Document passage:

□ □ □ □ □

Studio album by Royal Hunt
- Released: 21 August 2001
- Genre: Progressive metal
- Length: 51:46
- Label: Century Media 8073
- Producer: André Andersen

Royal Hunt chronology
| Fear (1999) | The Mission (2001) | The Watchers (2001) |

= The Mission (Royal Hunt album) =

The Mission is the sixth studio album released by Royal Hunt. It is a concept album based on Ray Bradbury's sci-fi classic 'The Martian Chronicles'. Each track from this album is dedicated to the defined chapter of the book.

Professional ratings
Review scores
| Source | Rating |
| Allmusic | link |

==Track listing==
All songs written by André Andersen except where noted.

1. "Take Off" (Instrumental) – 1:04
2. "The Mission" – 5:50
3. "Exit Gravity" (Instrumental) – 1:05
4. "Surrender" – 5:30 (Andersen/West)
5. "Clean Sweep" – 1:57
6. "Judgement Day" – 6:28
7. "Metamorphosis" (Instrumental) – 1:25
8. "World Wide War" – 6:26 (Andersen/West)
9. "Dreamline" (Instrumental) – 2:07 (Andersen/Kjaer)
10. "Out of Reach" – 5:26
11. "Fourth Dimension" (Instrumental) – 2:34
12. "Days of No Trust" – 4:55
13. "Total Recall" – 6:59

==The Mission and 'The Martian Chronicles'==
1. "Take Off" - "August 2001 - The Settlers"

□ □ □ □ □

Entries provided:

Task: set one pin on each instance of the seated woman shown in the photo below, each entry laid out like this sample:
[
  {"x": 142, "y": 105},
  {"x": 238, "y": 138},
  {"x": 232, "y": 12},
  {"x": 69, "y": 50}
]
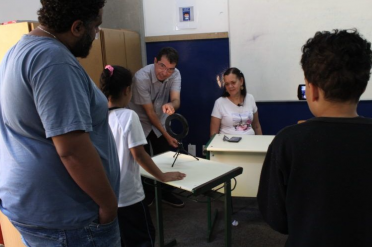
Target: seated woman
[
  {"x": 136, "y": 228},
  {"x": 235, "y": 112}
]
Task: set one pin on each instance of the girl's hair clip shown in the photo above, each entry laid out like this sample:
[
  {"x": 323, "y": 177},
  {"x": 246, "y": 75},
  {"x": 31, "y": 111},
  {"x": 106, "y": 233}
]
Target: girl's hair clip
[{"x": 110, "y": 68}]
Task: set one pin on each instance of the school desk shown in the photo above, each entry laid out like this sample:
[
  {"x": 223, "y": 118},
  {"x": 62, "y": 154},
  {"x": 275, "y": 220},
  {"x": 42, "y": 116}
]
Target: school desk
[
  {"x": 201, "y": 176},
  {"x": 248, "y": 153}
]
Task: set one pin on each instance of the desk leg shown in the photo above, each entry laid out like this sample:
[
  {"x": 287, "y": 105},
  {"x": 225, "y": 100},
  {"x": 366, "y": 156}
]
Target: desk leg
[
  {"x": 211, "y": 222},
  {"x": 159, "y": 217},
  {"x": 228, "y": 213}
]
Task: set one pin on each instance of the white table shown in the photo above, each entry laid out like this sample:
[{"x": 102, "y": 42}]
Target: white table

□ □ □ □ □

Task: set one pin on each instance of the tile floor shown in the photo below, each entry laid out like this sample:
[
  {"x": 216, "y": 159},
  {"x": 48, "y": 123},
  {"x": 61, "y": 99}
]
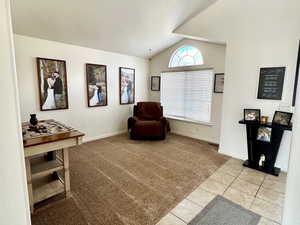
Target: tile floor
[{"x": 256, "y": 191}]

□ □ □ □ □

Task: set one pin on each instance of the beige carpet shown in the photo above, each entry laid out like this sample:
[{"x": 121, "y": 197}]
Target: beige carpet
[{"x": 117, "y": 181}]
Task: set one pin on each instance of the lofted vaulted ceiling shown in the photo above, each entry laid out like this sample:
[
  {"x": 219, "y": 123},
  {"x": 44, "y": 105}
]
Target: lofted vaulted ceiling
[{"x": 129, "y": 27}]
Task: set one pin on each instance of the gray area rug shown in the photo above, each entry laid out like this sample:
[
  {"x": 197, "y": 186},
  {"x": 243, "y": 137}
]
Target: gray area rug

□ □ □ □ □

What is needed:
Copy the album article from "Royal Hunt chronology" to "of the book.", swapping "sixth" for "seventh".

Completed task:
Royal Hunt chronology
| Fear (1999) | The Mission (2001) | The Watchers (2001) |

= The Mission (Royal Hunt album) =

The Mission is the seventh studio album released by Royal Hunt. It is a concept album based on Ray Bradbury's sci-fi classic 'The Martian Chronicles'. Each track from this album is dedicated to the defined chapter of the book.